Copia sin cambios el fragmento de la lectura sobre la felicidad que va desde "Algunas personas se" hasta "no son felices.".

### LECTURA
►

Puede ser que exista por ahí alguien que nos diga que no desea ser feliz. Sin embargo, para la inmensa mayoría no sólo es una meta deseable, sino algo que habitualmente luchamos por conseguir.
Algunas personas se sienten miserables, deprimidas, insatisfechas con sus vidas, con sus relaciones, consigo mismas. No hay nada que deseen más que librarse de ese dolor que arrastran como un saco de piedras sobre sus espaldas que los agota un poco más cada día hasta dejarlos exhaustos. Tal vez lo tienen todo: un trabajo, una casa, una familia, unos amigos... pero, a pesar de todo, no son felices.
El siguiente relato puede ser un punto de partida: El médico
Un joven médico empezó a trabajar en un nuevo hospital de una ciudad lejana. El primer día estaba radiante de felicidad. Caminaba orgulloso por los largos corredores con su bata blanca y su amplia sonrisa. El edificio era una joya arquitectónica, con salas amplias y soleadas, iluminadas por grandes ventanales con vistas a un silencioso jardín. Los enfermos, cuyas dolencias no eran especialmente graves, tenían habitaciones individuales perfectamente equipadas y el material clínico era el más moderno que existía.
El hospital estaba dividido en dos: el ala este, donde fuera asignado el joven médico y el ala oeste, ambas unidas en su centro por una gran puerta de gruesa madera maciza que permanecía siempre cerrada. Él pasaba ante ella cada día, pero jamás sintió curiosidad hasta que un día sucedió algo imprevisto: al pasar por delante, como cada mañana, escuchó unos gritos espantosos, la puerta se abrió bruscamente de par en par y una niña sucia y harapienta salió corriendo de su interior, emitiendo aullidos aterradores y arañando su cara con sus uñas hasta hacerla sangrar. Los enfermeros que corrían tras ella la agarraron y se la llevaron en volandas, sujetando sus brazos y sus piernas, a través de un pasillo gris, débilmente iluminado por alguna bombilla. Después, la puerta se cerró.

◄

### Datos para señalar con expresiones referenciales

►

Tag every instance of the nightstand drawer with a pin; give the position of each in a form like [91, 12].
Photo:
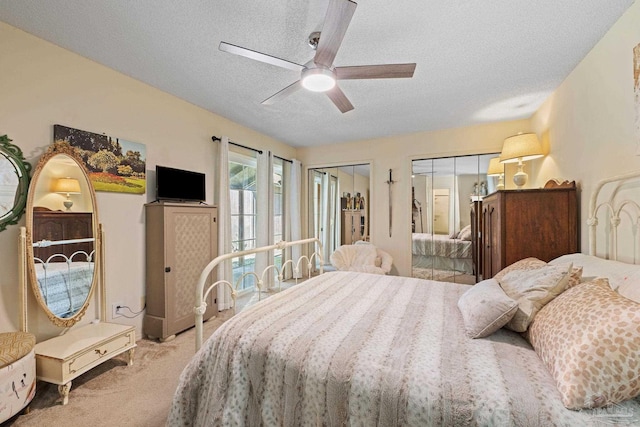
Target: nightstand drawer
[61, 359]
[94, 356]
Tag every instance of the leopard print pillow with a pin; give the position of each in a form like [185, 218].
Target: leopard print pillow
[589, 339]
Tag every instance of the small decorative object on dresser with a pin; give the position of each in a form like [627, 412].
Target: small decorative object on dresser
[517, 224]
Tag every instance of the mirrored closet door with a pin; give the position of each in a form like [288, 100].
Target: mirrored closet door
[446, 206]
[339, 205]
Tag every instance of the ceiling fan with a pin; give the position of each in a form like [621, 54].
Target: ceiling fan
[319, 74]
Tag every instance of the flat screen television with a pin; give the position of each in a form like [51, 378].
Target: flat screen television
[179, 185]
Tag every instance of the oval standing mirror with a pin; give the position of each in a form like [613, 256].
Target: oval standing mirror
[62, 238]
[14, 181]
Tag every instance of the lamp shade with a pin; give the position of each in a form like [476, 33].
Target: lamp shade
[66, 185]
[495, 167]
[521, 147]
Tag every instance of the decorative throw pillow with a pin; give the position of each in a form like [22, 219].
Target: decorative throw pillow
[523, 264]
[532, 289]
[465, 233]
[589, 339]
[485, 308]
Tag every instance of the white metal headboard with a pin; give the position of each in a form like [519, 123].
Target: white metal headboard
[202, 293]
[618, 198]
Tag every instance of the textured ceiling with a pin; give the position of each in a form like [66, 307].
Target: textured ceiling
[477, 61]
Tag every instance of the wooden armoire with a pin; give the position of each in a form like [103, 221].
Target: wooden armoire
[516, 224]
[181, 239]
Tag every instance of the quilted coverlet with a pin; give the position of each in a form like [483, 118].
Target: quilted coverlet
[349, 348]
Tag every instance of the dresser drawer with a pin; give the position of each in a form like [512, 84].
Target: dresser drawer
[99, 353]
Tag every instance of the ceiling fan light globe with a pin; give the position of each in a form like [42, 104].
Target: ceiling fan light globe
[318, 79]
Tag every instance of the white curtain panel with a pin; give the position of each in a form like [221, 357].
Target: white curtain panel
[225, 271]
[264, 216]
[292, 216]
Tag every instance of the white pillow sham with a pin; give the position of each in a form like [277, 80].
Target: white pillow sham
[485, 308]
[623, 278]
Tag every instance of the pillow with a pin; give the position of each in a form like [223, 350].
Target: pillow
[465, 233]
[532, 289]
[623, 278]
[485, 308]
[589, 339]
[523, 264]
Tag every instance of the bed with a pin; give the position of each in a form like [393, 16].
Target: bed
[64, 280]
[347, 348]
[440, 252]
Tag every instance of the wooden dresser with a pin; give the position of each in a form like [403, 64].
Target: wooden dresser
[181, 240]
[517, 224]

◄
►

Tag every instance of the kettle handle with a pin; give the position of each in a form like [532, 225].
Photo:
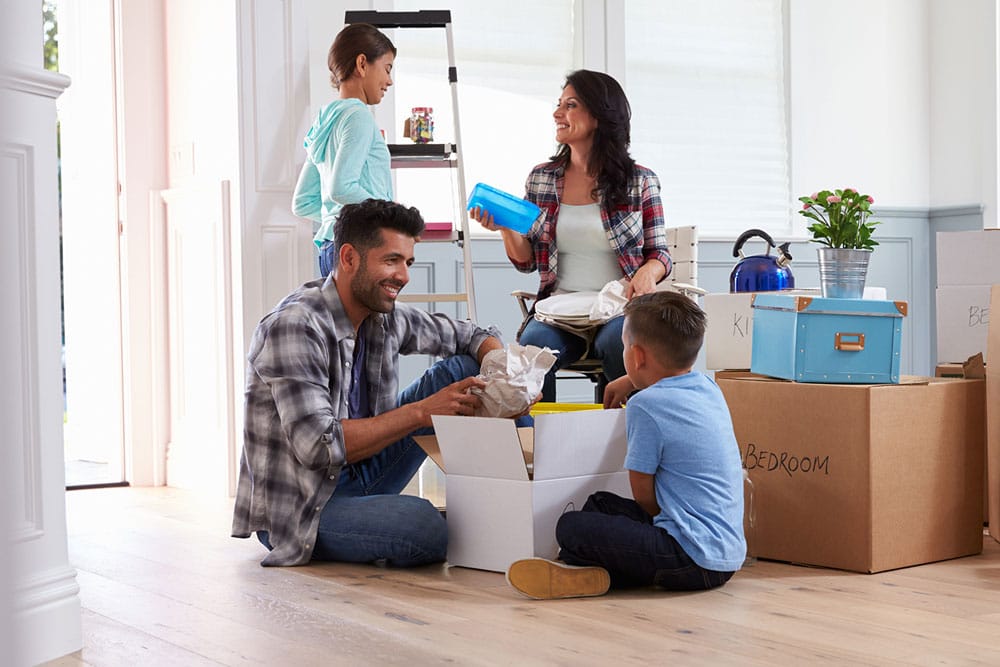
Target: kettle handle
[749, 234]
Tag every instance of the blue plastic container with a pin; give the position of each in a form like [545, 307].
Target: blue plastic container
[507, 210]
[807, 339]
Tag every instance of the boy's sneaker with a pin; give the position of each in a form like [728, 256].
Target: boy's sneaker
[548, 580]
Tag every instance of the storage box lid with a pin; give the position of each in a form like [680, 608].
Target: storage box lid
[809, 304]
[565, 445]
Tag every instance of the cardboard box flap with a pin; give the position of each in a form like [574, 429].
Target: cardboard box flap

◄

### RESULTADO
Algunas personas se sienten miserables, deprimidas, insatisfechas con sus vidas, con sus relaciones, consigo mismas. No hay nada que deseen más que librarse de ese dolor que arrastran como un saco de piedras sobre sus espaldas que los agota un poco más cada día hasta dejarlos exhaustos. Tal vez lo tienen todo: un trabajo, una casa, una familia, unos amigos... pero, a pesar de todo, no son felices.